Stated goal:
Emit only the lines from the line containing "Where can you find the coastal" through the last line of the entries, unchanged.

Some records
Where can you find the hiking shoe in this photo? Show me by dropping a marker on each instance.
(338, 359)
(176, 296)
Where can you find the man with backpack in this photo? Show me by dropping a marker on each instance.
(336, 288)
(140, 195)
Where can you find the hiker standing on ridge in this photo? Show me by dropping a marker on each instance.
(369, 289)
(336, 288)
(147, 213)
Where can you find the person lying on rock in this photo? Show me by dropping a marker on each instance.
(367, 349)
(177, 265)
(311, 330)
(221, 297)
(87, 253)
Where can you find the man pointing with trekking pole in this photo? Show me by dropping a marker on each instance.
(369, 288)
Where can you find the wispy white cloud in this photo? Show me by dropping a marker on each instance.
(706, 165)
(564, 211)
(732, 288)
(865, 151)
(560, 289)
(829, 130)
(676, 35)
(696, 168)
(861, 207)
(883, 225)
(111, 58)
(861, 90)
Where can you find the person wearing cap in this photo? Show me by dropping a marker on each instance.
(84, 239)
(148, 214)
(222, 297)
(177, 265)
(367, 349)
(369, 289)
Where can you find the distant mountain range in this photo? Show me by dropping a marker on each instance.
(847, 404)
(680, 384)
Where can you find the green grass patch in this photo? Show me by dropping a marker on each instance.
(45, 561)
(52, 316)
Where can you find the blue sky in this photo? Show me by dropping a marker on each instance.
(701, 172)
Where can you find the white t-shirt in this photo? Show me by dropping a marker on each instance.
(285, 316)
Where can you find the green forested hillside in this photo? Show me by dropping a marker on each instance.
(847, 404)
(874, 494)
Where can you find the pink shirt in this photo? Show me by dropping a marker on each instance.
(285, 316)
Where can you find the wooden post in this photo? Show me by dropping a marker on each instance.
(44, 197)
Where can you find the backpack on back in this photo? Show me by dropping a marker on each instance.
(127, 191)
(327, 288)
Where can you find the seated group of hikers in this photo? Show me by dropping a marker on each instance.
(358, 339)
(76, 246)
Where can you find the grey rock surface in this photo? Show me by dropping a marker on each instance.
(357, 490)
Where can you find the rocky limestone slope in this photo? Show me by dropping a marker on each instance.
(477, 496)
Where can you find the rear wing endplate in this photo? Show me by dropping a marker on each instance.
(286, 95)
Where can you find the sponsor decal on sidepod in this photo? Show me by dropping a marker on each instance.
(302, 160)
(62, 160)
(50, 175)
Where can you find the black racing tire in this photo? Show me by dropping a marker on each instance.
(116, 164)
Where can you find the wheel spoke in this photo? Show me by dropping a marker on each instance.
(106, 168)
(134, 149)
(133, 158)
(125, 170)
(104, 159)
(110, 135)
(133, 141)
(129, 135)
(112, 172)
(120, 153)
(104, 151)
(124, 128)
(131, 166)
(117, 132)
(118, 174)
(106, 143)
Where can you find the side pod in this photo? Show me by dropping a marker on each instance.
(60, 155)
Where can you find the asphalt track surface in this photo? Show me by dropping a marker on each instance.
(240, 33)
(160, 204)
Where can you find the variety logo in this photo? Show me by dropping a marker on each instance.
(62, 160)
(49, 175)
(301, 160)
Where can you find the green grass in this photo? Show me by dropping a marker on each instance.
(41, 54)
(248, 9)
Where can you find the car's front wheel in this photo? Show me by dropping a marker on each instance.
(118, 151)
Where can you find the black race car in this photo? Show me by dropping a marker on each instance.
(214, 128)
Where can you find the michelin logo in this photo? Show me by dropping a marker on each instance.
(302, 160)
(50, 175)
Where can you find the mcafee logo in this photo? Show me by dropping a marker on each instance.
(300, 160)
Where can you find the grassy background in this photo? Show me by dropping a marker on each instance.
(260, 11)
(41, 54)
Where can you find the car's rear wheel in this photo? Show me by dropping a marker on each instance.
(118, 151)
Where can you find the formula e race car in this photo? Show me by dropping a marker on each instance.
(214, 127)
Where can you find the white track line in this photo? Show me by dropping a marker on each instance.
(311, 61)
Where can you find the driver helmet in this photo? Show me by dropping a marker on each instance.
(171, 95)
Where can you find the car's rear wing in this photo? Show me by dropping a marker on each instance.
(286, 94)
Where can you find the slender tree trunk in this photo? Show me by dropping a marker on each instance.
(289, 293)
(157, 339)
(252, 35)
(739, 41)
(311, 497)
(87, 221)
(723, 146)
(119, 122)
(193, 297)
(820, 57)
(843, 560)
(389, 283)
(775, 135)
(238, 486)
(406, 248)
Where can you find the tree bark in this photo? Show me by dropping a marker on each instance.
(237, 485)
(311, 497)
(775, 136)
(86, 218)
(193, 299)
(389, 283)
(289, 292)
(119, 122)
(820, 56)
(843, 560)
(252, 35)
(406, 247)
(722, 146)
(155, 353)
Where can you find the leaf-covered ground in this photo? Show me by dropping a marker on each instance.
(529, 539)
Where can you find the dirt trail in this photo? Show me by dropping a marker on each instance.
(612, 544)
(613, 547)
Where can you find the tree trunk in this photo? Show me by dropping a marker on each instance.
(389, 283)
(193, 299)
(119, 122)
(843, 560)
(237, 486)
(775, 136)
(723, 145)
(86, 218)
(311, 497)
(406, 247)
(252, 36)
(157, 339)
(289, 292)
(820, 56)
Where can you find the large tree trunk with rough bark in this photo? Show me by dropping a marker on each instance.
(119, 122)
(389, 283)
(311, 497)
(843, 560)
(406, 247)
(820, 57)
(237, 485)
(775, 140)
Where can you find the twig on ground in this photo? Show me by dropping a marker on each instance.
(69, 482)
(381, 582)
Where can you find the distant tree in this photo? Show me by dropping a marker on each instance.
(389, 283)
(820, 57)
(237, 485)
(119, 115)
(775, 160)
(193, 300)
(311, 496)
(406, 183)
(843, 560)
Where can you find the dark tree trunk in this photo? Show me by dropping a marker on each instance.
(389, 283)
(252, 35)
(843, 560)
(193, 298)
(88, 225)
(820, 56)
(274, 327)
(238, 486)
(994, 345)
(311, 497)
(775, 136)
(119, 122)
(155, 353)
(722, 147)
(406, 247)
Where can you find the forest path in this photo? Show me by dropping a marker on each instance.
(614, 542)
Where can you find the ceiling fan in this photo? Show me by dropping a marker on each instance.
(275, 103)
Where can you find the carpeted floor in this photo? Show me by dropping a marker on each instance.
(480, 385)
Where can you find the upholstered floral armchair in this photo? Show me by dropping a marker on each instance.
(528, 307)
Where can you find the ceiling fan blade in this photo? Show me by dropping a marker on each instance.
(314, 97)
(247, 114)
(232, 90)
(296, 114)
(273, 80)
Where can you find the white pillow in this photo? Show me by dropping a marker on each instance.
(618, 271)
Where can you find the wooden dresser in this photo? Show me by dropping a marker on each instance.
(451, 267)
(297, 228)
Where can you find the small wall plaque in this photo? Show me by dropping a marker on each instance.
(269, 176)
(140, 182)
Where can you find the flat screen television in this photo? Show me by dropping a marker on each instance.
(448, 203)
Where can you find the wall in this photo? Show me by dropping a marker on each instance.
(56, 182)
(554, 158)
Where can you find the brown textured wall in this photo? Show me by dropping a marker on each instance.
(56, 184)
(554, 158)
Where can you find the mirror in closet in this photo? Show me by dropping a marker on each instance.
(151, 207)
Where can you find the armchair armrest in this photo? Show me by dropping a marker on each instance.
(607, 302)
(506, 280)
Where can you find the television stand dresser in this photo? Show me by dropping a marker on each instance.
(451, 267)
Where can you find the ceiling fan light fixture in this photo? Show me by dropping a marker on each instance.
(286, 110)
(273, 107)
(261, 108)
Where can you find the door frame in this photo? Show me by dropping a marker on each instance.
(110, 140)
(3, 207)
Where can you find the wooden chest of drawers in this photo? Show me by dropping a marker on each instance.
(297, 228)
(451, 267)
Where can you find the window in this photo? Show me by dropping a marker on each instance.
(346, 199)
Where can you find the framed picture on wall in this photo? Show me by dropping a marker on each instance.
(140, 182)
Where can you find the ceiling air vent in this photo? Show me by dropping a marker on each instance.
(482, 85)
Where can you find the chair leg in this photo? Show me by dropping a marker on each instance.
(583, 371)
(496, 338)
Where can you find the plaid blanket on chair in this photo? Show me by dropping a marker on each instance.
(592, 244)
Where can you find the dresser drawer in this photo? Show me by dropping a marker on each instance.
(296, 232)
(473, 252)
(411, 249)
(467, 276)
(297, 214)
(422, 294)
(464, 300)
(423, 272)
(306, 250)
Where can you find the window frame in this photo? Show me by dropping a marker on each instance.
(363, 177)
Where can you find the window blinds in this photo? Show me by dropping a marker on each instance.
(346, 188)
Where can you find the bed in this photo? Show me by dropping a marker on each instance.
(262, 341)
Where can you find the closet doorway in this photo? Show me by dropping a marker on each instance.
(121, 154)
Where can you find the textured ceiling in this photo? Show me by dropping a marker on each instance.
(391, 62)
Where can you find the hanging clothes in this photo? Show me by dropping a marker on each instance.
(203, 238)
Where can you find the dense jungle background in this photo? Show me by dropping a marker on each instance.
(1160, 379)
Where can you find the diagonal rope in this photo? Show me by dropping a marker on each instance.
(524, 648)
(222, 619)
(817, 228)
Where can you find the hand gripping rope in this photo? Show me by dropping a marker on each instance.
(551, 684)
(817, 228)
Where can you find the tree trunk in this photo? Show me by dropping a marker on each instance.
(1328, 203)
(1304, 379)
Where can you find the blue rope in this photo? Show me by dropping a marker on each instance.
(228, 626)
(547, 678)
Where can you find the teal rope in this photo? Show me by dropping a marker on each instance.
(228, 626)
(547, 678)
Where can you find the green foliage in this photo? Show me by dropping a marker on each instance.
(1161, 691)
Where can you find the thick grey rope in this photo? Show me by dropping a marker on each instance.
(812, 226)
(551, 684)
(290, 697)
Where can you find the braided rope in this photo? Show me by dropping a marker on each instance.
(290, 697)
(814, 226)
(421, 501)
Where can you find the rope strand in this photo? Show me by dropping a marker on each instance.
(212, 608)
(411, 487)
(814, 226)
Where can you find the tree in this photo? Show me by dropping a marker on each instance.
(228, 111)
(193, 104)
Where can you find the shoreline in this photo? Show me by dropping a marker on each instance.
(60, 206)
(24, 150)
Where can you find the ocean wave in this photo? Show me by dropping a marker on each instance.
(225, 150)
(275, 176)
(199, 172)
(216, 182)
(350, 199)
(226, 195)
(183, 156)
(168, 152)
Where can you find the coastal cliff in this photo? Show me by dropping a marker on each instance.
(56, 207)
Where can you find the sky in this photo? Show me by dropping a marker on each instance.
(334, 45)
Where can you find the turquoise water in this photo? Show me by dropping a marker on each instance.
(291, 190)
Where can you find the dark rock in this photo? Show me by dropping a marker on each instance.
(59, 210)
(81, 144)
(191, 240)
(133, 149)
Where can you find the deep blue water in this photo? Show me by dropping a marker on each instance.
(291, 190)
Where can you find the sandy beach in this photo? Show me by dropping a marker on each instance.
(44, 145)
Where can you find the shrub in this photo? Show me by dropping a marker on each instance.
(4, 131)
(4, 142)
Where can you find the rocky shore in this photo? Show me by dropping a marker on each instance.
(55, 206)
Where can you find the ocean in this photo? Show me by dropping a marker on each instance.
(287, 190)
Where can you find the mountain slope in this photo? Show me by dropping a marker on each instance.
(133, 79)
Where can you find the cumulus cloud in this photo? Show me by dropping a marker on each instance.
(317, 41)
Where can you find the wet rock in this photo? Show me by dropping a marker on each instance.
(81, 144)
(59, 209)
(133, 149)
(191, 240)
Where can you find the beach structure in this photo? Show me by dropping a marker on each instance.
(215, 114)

The output:
Where can you find the coastal cliff in this photo? Show me by dropping a marker on each instance.
(56, 207)
Where can you find the sky in this photo? Show me by dropping a marker on each instance.
(334, 45)
Where can you find the turquoise water in this photo? Show me by dropping a marker on each instance.
(291, 190)
Where can you find the dark rock in this photo? Show me by dropping a marker on each instance.
(59, 210)
(81, 144)
(191, 240)
(133, 149)
Where can you find the deep blue water in this photo? Show me by dropping a marker on each instance.
(291, 190)
Where can you find the sandy beach in this photo? Show me by dropping a marker on each instance.
(44, 145)
Where can you find the shrub in this photo? Show me by dropping a marker on each instance.
(4, 131)
(4, 142)
Where can you find the rocky shore in this photo? Show me by dropping a marker on each instance.
(55, 206)
Where can you find the ocean in this photo? Show me by dropping a marker on each instance.
(287, 190)
Where can you find the mountain slope in this photo? Show me by dropping a marker on each instance.
(133, 79)
Where can you find the cumulus cloud in this photo? Show me by dropping a marker on each instance.
(317, 41)
Where can you find the wet rock in this photo? Show me by dropping a marker on each instance.
(81, 144)
(59, 209)
(133, 149)
(191, 240)
Where can you find the beach structure in this photo? Show me by dropping a marker on each instance.
(215, 114)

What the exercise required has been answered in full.